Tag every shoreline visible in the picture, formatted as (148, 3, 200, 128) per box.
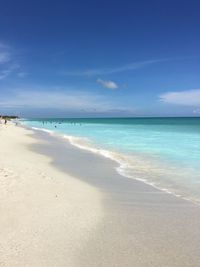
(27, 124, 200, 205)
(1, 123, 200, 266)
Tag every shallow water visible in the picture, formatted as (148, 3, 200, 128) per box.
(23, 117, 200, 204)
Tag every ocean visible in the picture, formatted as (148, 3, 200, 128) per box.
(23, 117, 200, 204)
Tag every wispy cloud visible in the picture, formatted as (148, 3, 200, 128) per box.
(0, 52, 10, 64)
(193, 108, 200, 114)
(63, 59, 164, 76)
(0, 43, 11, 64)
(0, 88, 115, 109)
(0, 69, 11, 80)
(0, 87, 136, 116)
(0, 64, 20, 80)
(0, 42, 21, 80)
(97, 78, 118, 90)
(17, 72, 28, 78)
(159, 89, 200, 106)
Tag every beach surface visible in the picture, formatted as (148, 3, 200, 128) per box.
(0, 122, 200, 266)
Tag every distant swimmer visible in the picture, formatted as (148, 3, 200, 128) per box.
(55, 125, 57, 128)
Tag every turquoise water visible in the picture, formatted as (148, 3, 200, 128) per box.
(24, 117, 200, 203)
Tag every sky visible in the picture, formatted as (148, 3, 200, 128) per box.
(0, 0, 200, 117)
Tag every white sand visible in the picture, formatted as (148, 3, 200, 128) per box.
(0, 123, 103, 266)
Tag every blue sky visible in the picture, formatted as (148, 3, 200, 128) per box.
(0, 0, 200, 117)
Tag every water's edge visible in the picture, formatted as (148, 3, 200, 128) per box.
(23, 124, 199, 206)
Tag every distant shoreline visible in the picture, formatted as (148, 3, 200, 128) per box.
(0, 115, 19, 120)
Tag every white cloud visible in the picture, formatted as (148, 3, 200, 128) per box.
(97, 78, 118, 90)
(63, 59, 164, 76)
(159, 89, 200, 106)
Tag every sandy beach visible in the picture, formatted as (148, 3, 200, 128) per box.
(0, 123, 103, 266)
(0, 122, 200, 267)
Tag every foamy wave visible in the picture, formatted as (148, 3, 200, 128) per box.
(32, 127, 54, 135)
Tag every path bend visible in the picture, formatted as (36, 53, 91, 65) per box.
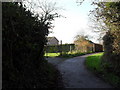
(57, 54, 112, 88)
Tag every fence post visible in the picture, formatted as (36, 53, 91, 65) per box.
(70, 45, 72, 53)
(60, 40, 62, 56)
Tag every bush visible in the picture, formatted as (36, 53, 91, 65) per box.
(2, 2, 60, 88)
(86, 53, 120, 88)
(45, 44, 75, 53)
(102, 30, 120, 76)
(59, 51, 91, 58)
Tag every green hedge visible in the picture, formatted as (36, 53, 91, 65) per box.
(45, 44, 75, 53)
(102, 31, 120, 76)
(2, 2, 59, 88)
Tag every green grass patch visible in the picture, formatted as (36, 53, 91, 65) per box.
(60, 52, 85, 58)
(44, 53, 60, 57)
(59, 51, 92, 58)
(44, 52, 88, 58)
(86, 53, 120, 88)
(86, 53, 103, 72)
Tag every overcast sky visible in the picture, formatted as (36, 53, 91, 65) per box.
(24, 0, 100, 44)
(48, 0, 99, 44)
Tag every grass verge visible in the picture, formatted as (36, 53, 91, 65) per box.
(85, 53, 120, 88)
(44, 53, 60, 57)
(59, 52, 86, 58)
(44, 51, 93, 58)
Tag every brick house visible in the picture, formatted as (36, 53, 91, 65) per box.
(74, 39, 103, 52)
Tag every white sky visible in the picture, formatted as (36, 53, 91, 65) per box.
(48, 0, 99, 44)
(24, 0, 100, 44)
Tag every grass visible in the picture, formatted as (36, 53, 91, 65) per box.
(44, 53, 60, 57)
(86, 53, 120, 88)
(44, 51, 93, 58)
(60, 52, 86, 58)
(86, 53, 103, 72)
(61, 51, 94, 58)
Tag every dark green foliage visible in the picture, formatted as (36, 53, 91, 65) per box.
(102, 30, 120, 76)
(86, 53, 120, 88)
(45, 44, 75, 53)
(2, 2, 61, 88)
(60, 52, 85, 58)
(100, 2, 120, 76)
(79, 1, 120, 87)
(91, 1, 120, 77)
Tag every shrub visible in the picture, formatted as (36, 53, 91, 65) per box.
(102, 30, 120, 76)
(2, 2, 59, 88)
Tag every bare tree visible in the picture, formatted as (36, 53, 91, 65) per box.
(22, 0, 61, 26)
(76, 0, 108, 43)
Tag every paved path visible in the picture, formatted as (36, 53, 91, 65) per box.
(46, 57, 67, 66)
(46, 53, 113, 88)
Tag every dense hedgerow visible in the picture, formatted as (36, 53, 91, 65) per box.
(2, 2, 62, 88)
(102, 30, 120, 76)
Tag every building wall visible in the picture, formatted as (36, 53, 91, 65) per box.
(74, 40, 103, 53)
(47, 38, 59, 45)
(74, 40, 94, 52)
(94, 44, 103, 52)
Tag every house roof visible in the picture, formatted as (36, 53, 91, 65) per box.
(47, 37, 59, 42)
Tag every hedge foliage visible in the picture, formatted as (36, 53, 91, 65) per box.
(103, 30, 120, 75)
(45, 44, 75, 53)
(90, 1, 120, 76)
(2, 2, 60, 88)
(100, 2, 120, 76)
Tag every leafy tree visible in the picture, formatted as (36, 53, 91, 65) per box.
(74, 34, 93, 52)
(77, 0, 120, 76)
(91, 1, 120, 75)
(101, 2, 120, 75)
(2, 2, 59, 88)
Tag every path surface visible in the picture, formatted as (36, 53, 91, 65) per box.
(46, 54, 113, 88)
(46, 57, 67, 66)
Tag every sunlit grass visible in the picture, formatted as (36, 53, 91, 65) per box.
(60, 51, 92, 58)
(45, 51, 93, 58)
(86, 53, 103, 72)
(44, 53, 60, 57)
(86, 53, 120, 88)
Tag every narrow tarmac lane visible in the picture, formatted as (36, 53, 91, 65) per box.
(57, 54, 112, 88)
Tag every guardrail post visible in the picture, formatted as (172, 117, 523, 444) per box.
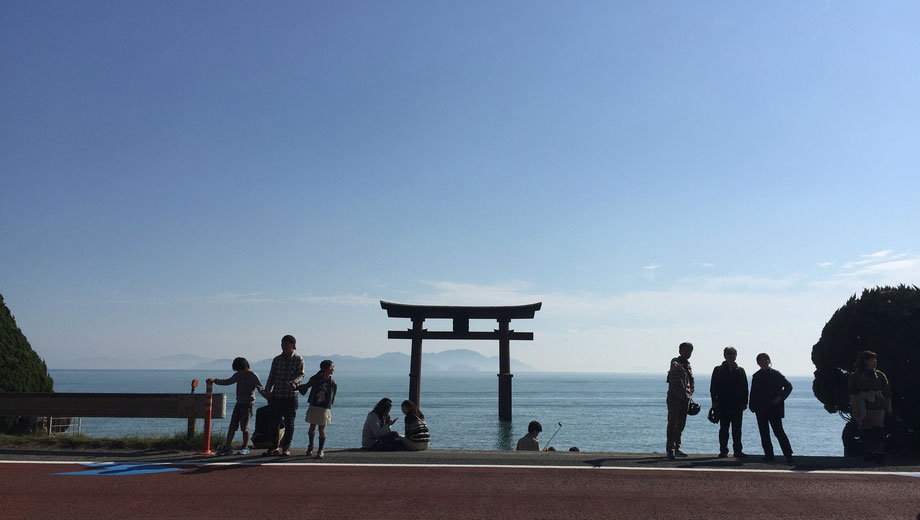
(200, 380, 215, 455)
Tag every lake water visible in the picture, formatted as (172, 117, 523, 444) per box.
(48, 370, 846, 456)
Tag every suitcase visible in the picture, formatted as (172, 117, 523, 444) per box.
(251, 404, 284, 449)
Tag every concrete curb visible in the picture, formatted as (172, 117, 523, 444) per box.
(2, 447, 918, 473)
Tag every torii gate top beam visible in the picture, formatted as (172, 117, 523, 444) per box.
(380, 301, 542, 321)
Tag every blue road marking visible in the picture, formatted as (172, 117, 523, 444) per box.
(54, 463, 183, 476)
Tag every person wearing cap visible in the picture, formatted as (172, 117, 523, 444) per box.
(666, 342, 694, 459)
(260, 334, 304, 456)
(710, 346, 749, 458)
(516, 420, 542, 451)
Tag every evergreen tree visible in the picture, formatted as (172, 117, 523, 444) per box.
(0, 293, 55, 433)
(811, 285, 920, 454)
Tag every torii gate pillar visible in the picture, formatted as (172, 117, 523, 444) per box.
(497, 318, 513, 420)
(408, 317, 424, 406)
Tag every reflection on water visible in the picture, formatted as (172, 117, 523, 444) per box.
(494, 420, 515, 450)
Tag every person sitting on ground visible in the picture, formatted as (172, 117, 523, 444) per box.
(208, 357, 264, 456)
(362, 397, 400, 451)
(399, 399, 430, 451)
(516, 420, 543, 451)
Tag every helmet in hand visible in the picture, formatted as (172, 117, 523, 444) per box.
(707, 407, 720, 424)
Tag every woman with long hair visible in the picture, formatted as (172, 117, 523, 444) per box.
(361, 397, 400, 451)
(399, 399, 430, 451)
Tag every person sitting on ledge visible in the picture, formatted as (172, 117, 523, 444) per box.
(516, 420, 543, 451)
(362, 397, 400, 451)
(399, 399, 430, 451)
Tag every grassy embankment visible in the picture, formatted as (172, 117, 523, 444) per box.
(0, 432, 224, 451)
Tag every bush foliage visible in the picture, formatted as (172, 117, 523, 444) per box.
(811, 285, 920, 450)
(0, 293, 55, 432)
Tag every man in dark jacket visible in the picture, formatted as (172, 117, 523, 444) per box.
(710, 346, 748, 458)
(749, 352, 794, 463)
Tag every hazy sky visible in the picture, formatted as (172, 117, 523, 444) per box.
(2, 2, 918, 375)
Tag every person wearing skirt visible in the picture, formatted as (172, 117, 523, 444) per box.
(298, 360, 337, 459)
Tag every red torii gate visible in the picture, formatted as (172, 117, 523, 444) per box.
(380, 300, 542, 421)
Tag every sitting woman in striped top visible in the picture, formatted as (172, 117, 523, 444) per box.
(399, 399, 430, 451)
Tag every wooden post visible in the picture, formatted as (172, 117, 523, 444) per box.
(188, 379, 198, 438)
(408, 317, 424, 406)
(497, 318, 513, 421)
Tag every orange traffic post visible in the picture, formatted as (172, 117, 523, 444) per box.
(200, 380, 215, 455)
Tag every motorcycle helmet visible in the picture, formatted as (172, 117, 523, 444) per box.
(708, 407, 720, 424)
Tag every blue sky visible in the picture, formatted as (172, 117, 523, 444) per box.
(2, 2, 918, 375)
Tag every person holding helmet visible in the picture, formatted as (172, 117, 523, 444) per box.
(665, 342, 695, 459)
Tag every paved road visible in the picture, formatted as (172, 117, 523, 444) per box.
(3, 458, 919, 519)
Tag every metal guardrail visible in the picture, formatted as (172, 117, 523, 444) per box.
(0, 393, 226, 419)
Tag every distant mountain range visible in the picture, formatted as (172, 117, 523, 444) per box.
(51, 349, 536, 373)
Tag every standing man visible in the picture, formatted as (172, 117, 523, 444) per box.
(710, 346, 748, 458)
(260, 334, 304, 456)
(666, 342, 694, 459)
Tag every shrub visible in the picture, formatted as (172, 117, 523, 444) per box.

• _Task brief_
When you reach the line that holds "Tag every distant mountain", please copy it and every line after it through the end of the listing, exactly and with no other lines.

• _Response area_
Tag every distant mountain range visible in the picture, formatted as (172, 117, 523, 444) per box.
(51, 349, 536, 373)
Tag every standing man visible in the picture, formatted as (172, 117, 523, 444) per box.
(710, 346, 748, 458)
(260, 334, 304, 456)
(666, 342, 694, 459)
Tag every shrub visible in the picture, formatted as (172, 117, 523, 444) per box.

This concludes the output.